━━━━━ GIVEN RECORDS

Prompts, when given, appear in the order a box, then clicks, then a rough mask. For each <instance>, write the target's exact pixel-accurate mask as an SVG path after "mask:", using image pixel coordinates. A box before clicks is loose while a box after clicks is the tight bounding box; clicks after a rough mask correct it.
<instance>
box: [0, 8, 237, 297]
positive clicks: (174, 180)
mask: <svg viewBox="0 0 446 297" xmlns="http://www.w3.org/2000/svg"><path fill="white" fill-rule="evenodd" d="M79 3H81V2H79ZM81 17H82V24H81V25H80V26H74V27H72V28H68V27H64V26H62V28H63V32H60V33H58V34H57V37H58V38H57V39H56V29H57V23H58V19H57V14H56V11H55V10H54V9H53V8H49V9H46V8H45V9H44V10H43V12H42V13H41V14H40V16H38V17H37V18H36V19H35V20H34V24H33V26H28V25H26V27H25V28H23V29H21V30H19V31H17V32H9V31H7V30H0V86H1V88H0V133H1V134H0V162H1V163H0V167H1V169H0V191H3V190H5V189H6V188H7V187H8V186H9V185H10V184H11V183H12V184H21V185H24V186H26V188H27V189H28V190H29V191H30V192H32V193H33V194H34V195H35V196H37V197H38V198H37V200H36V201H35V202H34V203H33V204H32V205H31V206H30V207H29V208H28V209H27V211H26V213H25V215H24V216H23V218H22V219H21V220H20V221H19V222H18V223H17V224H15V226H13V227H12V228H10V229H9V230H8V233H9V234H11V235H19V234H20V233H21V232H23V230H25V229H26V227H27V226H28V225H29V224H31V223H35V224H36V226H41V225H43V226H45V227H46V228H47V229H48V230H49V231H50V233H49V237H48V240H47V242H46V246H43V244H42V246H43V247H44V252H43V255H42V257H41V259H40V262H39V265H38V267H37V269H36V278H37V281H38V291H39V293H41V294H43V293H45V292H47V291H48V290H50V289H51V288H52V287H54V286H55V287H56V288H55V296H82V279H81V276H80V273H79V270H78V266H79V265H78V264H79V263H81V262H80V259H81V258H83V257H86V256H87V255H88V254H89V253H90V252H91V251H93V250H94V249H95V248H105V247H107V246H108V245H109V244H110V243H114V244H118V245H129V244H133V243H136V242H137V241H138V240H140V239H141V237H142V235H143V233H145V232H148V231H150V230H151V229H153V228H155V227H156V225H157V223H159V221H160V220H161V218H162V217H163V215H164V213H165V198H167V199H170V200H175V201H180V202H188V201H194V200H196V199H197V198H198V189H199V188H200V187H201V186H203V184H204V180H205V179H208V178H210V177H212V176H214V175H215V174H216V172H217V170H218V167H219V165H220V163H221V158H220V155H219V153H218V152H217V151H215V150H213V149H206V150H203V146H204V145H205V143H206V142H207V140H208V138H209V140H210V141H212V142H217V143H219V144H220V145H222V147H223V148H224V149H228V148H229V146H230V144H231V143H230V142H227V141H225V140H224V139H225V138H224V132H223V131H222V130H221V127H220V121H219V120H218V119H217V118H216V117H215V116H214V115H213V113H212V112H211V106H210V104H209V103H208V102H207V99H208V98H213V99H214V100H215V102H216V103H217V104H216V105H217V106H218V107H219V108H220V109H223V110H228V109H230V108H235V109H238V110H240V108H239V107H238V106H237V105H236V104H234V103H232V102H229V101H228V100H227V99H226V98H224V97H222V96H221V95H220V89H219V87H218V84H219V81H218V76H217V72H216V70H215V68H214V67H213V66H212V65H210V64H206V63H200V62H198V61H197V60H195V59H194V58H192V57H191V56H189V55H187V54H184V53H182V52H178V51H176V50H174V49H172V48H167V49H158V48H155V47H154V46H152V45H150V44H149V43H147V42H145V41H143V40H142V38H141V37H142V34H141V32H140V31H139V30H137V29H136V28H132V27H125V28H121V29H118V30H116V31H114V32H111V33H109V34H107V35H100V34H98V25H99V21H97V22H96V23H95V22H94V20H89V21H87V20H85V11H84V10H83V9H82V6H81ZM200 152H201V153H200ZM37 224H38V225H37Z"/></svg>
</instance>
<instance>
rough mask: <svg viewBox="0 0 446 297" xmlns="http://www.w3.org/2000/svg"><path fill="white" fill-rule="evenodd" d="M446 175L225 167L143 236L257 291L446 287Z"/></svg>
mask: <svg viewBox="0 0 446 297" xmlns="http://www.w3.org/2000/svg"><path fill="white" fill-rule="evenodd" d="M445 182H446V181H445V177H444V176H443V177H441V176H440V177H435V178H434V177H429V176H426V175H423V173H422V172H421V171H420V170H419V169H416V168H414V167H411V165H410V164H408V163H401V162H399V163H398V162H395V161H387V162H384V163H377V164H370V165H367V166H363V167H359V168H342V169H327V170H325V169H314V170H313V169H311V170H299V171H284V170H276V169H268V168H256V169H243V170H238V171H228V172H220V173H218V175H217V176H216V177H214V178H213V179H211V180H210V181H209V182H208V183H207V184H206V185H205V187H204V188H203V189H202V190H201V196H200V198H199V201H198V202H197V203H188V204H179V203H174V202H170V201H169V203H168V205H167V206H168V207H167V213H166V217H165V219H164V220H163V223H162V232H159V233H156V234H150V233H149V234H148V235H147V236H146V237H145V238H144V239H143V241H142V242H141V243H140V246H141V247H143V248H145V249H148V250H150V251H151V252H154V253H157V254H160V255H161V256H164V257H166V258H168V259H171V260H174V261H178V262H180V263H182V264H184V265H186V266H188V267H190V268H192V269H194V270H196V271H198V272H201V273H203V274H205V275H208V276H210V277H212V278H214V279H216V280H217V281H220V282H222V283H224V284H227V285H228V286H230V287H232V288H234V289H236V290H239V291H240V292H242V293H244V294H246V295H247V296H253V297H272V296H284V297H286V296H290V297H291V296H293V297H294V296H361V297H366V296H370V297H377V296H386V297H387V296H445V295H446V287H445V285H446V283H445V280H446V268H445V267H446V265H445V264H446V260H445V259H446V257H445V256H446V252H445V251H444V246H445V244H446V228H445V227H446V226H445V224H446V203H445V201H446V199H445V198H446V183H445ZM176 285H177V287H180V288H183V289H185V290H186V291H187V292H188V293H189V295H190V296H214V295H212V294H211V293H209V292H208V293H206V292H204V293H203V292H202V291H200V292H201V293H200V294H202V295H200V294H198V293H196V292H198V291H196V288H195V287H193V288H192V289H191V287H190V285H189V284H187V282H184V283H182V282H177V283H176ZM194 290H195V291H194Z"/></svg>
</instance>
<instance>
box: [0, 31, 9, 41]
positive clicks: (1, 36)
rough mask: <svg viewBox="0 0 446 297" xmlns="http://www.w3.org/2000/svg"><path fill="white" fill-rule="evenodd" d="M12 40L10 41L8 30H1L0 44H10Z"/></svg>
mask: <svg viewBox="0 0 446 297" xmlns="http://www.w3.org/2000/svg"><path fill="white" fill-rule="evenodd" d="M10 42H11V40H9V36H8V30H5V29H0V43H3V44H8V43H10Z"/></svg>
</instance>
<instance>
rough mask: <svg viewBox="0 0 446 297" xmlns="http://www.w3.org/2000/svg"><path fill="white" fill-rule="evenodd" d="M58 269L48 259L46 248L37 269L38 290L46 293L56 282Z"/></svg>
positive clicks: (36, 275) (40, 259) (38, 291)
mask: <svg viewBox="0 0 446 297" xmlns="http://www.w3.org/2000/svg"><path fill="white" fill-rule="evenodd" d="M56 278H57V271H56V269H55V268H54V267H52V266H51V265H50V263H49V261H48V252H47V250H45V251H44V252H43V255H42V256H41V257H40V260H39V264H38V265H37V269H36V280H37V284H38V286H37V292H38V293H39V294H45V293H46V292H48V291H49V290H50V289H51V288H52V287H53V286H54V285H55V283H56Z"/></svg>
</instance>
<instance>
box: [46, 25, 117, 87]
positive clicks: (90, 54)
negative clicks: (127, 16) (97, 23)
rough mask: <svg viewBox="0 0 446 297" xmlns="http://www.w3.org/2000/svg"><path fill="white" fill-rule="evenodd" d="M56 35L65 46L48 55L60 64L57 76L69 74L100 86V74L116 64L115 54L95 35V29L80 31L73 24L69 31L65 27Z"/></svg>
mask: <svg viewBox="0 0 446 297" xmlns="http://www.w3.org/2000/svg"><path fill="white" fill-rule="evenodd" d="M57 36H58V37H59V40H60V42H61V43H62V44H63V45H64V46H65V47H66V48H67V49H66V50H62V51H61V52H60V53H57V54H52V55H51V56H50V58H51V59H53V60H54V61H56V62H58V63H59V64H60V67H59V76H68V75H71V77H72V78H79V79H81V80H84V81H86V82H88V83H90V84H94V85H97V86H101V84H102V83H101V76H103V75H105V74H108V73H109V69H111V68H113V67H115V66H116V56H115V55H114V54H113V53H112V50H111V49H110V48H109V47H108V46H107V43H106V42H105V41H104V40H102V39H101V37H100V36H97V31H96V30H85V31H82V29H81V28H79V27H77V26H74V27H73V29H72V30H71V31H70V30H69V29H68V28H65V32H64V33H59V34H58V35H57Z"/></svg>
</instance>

━━━━━━━━━━

### [TASK TO COMPLETE]
Repeat word for word every line from the start of the entries to the line holding "box: [0, 8, 237, 297]", inclusive, and nothing else.

### [WORKED SOLUTION]
Prompts, when given, appear in the order a box, then clicks, then a rough mask. For each <instance>, write the target's exact pixel-accurate mask as an SVG path after "mask:", using image pixel coordinates. A box before clicks is loose while a box after clicks is the tight bounding box; clicks after a rough mask correct it.
<instance>
box: [0, 8, 237, 297]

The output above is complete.